Work instructions ->
**A.** In the VoxBar AI notes, what RMS threshold does the silence filter use?
**B.** Carry the VoxBar AI notes on from their last line.

Architecture Advantage
What makes VoxBar AI special: It combines a FastConformer speech encoder with a Qwen 2.5B large language model. This is fundamentally different from traditional ASR models that just map sounds to words. The LLM backbone means:
- Context-aware transcription — it understands what you're saying, not just what sounds you make
- Natural punctuation — periods, commas, and question marks appear where they should
- Intelligent word choices — homophones and ambiguous sounds are resolved using language understanding
- No hallucination on silence — the silence filter (0.03 RMS threshold) prevents phantom text
What users DON'T have to worry about:
- ❌ No Docker required — runs natively, no containers
- ❌ No internet connection — completely offline
- ❌ No WebSocket connections — nothing to drop or reconnect
- ❌ No session limits — record for hours without interruption
- ❌ No cloud processing — your voice never leaves your machine
- ❌ No API keys — the model runs locally
- ❌ No usage limits — unlimited transcription, forever
What users DO need to know:
- ⚠️ Text arrives in chunks (every ~1.5 seconds), not word-by-word like VoxBar Pro
- ⚠️ NVIDIA GPU required — the SALM model needs CUDA
- ⚠️ 6-8GB VRAM — needs a mid-range or better NVIDIA GPU
- ⚠️ First launch downloads ~5GB model files (cached after that)

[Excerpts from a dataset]

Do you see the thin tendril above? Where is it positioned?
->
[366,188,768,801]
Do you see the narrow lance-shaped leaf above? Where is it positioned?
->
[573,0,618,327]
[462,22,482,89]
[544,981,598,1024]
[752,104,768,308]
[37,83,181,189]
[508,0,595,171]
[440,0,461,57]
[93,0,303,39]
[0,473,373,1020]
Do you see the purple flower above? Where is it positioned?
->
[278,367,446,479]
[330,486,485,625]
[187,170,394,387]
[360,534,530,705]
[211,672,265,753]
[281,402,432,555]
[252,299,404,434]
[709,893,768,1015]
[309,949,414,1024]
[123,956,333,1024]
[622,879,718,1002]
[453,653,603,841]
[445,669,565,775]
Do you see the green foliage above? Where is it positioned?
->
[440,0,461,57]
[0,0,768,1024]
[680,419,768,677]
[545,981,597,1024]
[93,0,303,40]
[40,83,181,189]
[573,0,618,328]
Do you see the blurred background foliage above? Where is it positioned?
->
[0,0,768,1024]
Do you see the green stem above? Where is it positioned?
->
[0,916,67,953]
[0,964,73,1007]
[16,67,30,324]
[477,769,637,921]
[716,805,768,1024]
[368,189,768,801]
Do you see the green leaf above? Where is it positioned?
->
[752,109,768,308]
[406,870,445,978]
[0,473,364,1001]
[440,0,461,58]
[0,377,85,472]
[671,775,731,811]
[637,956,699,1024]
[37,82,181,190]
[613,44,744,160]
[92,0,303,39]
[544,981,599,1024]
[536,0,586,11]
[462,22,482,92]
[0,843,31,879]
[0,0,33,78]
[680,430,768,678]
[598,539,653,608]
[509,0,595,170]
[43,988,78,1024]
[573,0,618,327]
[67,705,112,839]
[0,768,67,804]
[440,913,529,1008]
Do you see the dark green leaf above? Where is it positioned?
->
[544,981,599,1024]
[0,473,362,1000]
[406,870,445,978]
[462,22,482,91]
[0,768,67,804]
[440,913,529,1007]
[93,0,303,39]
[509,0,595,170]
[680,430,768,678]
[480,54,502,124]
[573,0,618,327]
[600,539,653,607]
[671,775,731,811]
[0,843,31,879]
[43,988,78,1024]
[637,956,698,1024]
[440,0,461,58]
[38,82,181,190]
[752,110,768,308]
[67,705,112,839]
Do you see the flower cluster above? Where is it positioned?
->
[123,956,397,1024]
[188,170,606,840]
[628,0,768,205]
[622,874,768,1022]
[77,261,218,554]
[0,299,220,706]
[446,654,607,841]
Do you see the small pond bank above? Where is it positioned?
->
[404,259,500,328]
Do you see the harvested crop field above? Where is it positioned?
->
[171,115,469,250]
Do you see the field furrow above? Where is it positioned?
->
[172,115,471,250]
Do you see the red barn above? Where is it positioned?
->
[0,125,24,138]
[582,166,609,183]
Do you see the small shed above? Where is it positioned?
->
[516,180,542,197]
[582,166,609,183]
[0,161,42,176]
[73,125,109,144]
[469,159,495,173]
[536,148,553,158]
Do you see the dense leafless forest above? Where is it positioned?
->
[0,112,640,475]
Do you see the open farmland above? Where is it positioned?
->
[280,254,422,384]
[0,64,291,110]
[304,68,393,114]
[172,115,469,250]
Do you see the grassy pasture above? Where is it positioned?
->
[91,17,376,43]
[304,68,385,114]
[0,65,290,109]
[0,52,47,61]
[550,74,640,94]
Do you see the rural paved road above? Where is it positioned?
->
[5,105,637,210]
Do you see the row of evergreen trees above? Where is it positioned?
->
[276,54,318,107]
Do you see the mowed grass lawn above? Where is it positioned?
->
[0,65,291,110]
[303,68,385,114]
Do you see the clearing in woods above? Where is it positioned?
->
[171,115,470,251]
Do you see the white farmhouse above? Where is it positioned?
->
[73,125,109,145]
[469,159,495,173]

Answers for each item ->
**A.** 0.03 RMS

**B.**
Accuracy & Speed
| Metric | Value |
|---|---|
| Delivery | Chunked — text appears every ~1.5 seconds |
| Latency | ~1.5-2 seconds from speech to text (chunk processing time) |
| Word Error Rate | ~5.6% (benchmark) — real-world accuracy matches VoxBar Pro |
| Inference Speed | 418x real-time |
| Punctuation | Yes — context-aware, natural placement |
| Capitalisation | Automatic, intelligent |
| Hallucination Filter | Built-in — discards filler words (um, uh) and noise patterns |
Real-World Accuracy
During live testing, VoxBar AI captured natural dictation with zero editing required. Every word was captured accurately, including technical terms, proper nouns, and conversational speech. The accuracy is functionally identical to VoxBar Pro (Voxtral) — the only difference is delivery speed.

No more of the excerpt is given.